Given instruction:
Identify the line that contains "Where can the cluster" in the material. Output it and every line after it, unchanged, through the end.

--- Start ---

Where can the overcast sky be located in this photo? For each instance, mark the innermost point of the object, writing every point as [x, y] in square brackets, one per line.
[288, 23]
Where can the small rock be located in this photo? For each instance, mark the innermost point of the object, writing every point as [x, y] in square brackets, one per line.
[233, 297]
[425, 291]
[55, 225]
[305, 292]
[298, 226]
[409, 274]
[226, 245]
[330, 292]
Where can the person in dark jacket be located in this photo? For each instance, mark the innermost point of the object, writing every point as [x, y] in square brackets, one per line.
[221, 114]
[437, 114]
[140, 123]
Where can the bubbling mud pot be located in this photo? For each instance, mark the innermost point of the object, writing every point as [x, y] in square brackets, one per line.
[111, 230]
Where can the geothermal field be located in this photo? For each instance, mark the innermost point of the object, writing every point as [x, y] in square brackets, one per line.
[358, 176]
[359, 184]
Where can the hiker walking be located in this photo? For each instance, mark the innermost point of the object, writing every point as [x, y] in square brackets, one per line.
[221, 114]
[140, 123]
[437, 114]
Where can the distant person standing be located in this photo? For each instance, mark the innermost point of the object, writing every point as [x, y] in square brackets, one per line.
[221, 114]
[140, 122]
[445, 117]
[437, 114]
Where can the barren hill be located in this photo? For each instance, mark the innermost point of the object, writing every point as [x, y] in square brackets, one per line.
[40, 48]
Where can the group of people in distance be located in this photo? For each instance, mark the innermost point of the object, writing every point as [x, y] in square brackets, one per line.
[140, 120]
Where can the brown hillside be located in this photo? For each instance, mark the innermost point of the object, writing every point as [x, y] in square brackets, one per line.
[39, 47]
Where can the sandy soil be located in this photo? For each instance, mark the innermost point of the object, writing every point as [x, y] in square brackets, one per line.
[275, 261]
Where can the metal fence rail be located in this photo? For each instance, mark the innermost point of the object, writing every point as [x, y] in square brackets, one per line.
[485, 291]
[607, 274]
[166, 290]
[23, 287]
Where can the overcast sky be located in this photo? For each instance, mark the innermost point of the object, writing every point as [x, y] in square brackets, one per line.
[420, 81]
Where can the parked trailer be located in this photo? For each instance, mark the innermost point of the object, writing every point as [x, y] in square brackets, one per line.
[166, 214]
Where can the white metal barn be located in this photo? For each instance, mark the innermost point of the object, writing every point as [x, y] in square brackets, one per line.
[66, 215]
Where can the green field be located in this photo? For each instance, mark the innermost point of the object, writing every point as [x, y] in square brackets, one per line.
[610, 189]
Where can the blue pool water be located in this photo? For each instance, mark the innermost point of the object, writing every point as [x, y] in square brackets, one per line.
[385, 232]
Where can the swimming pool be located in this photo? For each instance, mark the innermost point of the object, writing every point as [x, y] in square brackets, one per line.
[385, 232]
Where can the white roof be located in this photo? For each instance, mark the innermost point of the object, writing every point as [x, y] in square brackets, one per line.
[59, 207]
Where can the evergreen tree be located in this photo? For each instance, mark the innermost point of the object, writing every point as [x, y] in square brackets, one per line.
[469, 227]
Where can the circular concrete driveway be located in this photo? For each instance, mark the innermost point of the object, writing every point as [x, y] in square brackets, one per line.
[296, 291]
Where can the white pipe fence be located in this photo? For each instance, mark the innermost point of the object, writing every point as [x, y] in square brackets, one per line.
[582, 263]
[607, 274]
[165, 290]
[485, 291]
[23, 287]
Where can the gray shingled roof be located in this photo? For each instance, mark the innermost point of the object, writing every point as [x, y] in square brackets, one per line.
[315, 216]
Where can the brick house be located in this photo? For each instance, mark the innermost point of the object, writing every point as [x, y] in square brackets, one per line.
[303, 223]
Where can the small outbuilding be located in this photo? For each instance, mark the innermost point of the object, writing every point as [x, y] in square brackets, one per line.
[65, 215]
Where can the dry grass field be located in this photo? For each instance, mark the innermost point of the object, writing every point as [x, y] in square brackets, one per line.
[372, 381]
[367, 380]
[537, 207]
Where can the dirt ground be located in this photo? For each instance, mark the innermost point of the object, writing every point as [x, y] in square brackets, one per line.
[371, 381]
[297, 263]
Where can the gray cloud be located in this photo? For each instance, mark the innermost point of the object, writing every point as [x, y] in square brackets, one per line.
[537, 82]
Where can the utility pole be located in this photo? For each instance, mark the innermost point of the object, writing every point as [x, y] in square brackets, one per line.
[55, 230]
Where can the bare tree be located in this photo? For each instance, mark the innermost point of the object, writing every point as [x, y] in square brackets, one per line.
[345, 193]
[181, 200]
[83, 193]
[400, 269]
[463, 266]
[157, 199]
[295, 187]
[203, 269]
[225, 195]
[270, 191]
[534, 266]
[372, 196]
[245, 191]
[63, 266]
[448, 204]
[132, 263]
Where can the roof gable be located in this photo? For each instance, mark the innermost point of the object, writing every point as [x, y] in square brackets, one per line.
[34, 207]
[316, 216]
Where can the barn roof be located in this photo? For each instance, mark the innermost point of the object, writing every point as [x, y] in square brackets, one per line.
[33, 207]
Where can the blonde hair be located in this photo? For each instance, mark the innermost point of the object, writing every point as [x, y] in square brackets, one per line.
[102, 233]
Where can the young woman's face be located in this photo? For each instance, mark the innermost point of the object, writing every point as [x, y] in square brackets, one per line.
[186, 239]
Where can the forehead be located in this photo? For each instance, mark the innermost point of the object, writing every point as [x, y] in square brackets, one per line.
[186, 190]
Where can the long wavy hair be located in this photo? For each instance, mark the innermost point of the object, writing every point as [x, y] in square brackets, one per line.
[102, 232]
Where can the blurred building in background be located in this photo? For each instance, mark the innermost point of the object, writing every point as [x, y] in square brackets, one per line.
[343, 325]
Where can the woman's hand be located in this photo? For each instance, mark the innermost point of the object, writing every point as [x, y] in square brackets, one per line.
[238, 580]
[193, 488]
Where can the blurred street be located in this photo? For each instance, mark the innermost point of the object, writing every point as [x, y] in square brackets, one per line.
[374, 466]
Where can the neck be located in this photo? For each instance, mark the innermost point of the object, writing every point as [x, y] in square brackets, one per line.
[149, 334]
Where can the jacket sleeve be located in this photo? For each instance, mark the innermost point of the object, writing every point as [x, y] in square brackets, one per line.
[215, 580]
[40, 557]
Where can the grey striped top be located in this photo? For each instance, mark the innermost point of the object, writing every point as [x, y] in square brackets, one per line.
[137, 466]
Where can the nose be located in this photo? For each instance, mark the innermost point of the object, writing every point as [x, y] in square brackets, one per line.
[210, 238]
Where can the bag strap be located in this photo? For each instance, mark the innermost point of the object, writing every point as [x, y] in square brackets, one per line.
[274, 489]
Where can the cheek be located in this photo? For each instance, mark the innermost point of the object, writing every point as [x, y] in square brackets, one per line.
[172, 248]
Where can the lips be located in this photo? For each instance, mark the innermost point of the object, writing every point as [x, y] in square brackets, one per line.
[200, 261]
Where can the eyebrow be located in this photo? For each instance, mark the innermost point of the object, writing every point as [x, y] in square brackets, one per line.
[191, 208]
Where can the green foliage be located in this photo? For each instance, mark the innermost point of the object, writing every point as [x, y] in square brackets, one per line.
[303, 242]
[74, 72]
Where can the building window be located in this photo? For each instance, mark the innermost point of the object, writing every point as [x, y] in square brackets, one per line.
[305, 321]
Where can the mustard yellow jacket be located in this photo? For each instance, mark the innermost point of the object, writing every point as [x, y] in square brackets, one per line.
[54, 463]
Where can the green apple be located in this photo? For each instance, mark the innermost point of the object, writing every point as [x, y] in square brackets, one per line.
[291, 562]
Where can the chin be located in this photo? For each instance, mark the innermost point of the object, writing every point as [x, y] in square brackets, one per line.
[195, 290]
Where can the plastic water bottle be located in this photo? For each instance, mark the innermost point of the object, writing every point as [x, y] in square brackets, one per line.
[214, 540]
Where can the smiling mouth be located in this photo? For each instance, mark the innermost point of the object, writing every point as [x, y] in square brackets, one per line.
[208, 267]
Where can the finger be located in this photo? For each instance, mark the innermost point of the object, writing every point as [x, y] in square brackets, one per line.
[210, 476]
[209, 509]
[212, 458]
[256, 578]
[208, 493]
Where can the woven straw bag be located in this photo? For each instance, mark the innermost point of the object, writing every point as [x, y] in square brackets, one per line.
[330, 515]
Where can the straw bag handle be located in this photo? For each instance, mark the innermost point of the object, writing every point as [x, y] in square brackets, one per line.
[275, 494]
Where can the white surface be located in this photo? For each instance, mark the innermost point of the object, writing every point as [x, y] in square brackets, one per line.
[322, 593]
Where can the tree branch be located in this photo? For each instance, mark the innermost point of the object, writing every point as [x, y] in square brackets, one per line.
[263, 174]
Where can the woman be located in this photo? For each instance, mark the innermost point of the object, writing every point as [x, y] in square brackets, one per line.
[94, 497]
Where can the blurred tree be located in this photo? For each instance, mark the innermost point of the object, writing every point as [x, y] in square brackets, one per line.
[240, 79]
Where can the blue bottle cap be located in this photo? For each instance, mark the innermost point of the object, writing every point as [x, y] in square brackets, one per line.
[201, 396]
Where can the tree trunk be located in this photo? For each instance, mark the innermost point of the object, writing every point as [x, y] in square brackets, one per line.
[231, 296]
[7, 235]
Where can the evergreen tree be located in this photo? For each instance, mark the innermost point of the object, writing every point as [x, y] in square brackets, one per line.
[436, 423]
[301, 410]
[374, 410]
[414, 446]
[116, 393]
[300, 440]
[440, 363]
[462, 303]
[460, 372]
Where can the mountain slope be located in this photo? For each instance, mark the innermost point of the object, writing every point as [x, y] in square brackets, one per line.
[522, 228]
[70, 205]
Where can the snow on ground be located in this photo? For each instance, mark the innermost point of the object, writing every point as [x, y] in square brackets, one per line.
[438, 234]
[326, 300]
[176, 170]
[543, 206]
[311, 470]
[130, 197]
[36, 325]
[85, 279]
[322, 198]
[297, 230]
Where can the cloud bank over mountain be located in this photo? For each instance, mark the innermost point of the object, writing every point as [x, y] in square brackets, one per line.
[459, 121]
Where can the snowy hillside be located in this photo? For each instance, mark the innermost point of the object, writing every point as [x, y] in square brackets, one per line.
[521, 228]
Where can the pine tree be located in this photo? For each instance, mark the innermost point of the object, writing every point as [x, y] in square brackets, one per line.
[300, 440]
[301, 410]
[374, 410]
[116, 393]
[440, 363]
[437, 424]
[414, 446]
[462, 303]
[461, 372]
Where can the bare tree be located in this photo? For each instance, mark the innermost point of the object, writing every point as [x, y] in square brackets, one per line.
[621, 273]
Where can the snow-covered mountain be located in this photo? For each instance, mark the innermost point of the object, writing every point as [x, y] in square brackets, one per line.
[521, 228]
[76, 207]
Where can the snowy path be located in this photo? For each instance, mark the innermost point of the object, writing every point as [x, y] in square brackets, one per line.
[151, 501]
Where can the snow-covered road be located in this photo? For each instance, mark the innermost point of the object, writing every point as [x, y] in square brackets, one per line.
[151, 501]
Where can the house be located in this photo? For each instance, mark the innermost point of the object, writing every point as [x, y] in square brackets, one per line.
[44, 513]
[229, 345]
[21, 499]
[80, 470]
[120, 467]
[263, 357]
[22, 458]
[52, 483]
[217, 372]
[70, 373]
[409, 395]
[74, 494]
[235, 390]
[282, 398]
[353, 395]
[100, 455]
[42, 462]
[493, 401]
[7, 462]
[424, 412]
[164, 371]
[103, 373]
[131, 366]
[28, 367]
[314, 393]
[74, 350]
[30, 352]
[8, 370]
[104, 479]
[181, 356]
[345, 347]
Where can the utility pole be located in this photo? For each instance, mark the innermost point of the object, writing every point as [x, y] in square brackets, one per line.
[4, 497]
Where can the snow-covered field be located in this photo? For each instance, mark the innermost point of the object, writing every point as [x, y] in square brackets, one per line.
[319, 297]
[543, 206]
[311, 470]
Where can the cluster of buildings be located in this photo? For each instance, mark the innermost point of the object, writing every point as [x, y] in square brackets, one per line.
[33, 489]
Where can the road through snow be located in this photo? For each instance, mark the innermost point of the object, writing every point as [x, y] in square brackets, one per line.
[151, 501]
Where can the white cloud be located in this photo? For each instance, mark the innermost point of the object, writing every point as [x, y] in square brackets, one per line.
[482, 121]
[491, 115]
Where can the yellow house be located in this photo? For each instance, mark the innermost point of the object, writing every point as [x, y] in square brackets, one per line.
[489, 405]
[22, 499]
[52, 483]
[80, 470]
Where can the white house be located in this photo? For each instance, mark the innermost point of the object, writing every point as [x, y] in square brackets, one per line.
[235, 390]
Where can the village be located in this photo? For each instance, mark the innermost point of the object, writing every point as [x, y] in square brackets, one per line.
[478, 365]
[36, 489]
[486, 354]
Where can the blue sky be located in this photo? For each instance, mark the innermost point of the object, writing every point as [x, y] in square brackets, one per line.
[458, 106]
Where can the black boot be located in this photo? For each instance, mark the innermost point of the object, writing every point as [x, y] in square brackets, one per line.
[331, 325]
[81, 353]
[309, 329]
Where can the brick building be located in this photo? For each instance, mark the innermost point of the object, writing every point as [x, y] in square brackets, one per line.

--- End ---

Result of the task:
Where can the cluster of buildings be located in this photo? For each instance, mark the innermost point of the object, writing every point as [x, y] in square brackets, one per line.
[33, 489]
Where can the road through snow be located in this photo? For each instance, mark the innermost point of the object, writing every point as [x, y] in square brackets, one per line.
[151, 501]
Where can the white cloud be located in this photo? For each instance, mark the innermost point of the object, writing every point as [x, y] in square brackets, one per line.
[482, 121]
[491, 115]
Where can the yellow house be located in this photo? For each instance, mark the innermost point of the object, writing every point as [x, y] in square brackets, one per line.
[489, 405]
[22, 499]
[52, 483]
[80, 470]
Where can the white house be located in this photo? For each instance, mark the innermost point of the object, writing every point as [x, y] in square brackets, one per line.
[235, 390]
Where can the village be located in this photo? For each instance, mark the innermost point of the object, writing every point as [x, y] in square brackets, one per line.
[478, 365]
[36, 489]
[486, 354]
Where can the blue sky be located in this photo? For each instance, mark the innermost point of the object, writing every point as [x, y] in square brackets, one per line.
[458, 106]
Where can the black boot be located in this photo? For each instance, mark the innermost point of the object, writing every point as [x, y] in square brackets, one per line.
[331, 325]
[81, 353]
[309, 329]
Where can the brick building be located in this photo? For each instance, mark the innermost point of the object, writing every point as [x, y] in square brackets, one per line.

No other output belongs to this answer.